## Begin Provided passage

Portland mayor's goals for city include middle-income housing, connectivity
PORTLAND — Mayor Michael Brennan outlined an ambitious course for the city Jan. 21 in his annual State of the City address.
“It doesn't start with program or grand master plans," Brennan said. "It starts with values, those we embrace and those we act upon.”
Brennan's 45-minute address, ranging from affordable housing, to increased broadband availability, to job creation based on old and new city resources, to full-year educational opportunities, delivered an optimistic view geared to making the city more open, accessible and prosperous for all.
"Nothing surprised us," Brennan said of a Greater Portland Council of Governments report on a shortage of affordable housing for people earning 80 to 100 percent or less of the area median income.
But he also said he is confident the City Council would enact "inclusionary zoning" that mandates new housing development to match median income levels.

## End Provided passage

Written exercise 1
Reproduce word for word the part of the article on the Portland mayor's address starting with "Portland mayor's goals" and going on through "the City address.".

## Begin Dataset content

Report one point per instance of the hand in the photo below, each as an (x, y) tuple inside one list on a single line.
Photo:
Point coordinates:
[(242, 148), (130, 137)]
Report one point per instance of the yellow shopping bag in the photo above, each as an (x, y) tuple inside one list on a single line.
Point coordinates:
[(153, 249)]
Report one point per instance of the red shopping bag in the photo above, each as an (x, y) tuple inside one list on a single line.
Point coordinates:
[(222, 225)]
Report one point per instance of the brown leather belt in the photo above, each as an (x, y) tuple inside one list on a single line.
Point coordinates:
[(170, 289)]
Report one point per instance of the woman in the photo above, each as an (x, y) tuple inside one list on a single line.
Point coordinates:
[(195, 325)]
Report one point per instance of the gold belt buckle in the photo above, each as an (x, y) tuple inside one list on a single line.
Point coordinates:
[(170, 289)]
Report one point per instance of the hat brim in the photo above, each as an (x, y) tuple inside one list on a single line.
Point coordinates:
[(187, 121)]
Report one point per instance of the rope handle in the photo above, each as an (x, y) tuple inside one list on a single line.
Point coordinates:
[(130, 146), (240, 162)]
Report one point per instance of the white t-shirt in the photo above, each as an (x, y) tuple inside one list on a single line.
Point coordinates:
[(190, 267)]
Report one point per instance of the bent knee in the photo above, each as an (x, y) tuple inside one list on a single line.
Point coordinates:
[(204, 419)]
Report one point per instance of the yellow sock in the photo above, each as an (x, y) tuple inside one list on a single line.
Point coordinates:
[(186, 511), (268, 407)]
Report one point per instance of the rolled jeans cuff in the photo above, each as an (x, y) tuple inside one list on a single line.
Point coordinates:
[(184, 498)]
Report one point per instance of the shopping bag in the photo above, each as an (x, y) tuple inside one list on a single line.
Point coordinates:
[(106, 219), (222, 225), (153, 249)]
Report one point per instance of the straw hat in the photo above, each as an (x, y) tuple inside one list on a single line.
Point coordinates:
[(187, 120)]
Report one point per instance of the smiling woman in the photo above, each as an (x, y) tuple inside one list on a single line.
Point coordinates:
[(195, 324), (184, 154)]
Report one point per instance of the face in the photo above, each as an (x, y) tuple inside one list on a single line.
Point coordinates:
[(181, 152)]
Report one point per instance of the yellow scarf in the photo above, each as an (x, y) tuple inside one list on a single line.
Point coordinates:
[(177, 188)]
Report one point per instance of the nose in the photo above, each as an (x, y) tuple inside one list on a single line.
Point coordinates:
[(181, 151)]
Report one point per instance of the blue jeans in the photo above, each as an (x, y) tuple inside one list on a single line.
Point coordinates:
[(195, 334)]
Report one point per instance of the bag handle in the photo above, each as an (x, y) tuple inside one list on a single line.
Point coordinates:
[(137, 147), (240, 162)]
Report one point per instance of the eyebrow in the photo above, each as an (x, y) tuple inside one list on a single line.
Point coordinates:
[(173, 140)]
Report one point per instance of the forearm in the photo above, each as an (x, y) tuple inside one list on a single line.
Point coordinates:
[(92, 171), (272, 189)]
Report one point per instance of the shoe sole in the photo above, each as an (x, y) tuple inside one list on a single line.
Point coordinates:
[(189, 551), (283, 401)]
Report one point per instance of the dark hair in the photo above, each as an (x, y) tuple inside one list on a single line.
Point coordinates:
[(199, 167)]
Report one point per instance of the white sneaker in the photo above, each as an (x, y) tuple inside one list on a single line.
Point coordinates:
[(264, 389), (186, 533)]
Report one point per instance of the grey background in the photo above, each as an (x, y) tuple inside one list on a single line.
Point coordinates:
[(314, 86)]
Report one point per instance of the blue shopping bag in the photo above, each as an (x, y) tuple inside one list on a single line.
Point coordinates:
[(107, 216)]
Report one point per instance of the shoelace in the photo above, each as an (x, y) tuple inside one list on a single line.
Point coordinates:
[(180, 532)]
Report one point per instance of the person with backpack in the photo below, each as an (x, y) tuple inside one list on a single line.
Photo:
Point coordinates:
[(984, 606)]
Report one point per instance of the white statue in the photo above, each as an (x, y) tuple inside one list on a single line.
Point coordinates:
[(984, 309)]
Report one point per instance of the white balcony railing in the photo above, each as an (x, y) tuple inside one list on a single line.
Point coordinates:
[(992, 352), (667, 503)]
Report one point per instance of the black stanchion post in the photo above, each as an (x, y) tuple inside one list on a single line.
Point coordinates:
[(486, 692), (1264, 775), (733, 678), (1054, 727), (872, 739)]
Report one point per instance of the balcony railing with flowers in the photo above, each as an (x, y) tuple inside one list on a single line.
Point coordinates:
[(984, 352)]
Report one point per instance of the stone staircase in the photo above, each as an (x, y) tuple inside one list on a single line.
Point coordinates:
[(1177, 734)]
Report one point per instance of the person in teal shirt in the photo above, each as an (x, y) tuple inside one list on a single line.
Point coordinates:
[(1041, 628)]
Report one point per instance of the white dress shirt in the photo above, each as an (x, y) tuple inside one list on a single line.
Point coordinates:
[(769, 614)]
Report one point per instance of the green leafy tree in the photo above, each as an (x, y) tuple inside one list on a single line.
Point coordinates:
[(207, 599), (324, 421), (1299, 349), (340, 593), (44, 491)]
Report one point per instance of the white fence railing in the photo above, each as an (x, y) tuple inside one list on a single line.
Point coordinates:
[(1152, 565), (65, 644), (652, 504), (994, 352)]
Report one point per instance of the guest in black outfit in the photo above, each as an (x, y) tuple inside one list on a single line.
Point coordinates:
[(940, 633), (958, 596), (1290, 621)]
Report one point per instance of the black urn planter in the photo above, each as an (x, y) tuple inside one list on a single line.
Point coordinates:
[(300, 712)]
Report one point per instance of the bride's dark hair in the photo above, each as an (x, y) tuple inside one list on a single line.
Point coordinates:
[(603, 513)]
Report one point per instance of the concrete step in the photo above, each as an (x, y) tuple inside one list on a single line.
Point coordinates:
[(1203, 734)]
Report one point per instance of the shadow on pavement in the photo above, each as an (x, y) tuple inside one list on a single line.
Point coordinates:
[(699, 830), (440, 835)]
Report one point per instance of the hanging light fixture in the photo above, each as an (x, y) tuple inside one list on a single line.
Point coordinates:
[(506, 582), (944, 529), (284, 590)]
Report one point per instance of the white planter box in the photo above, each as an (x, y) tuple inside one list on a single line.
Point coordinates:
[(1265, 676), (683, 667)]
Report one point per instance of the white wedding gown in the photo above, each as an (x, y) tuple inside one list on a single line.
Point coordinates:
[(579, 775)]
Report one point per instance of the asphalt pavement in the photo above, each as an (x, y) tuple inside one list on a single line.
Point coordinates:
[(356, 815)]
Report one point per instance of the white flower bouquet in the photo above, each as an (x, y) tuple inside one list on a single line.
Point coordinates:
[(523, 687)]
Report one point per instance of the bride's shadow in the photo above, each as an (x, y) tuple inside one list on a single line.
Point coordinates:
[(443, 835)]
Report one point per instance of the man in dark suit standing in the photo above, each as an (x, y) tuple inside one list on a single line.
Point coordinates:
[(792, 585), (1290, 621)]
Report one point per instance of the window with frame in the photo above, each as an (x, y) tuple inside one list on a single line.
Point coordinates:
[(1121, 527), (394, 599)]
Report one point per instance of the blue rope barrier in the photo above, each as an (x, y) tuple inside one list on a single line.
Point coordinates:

## End Dataset content

Written exercise 2
Rewrite the records starting with the line with the first record and going on through the line with "[(204, 419)]", changing "Point coordinates" to "Locations" and leaving everything else the same. Give back only those lines.

Full solution 1
Portland mayor's goals for city include middle-income housing, connectivity
PORTLAND — Mayor Michael Brennan outlined an ambitious course for the city Jan. 21 in his annual State of the City address.

Full solution 2
Report one point per instance of the hand in the photo below, each as an (x, y) tuple inside one list on a single line.
Photo:
Locations:
[(242, 148), (130, 137)]
Report one point per instance of the yellow shopping bag in the photo above, each as an (x, y) tuple inside one list on a single line.
Locations:
[(153, 249)]
Report one point per instance of the red shopping bag in the photo above, each as an (x, y) tuple inside one list on a single line.
Locations:
[(222, 225)]
Report one point per instance of the brown leather belt in the photo above, each as an (x, y) tuple inside one list on a single line.
Locations:
[(170, 289)]
Report one point per instance of the woman in the photo above, each as an (x, y) tuple inside one list on a single line.
Locations:
[(195, 325)]
Report one point per instance of the gold belt buckle in the photo above, each as an (x, y) tuple inside one list on a single line.
Locations:
[(170, 289)]
Report one point per instance of the hat brim in the photo above, each as an (x, y) tuple inside one list on a single line.
Locations:
[(187, 121)]
Report one point per instance of the rope handle in the photo above, each as an (x, y) tuple inside one list on a single line.
Locations:
[(130, 146), (240, 162)]
Report one point per instance of the white t-shirt in the photo above, each as an (x, y) tuple inside one list on a single line.
Locations:
[(190, 267)]
Report one point per instance of the bent knee in the photo above, each as an (x, y) tuple inside one list on a single line.
Locations:
[(204, 419)]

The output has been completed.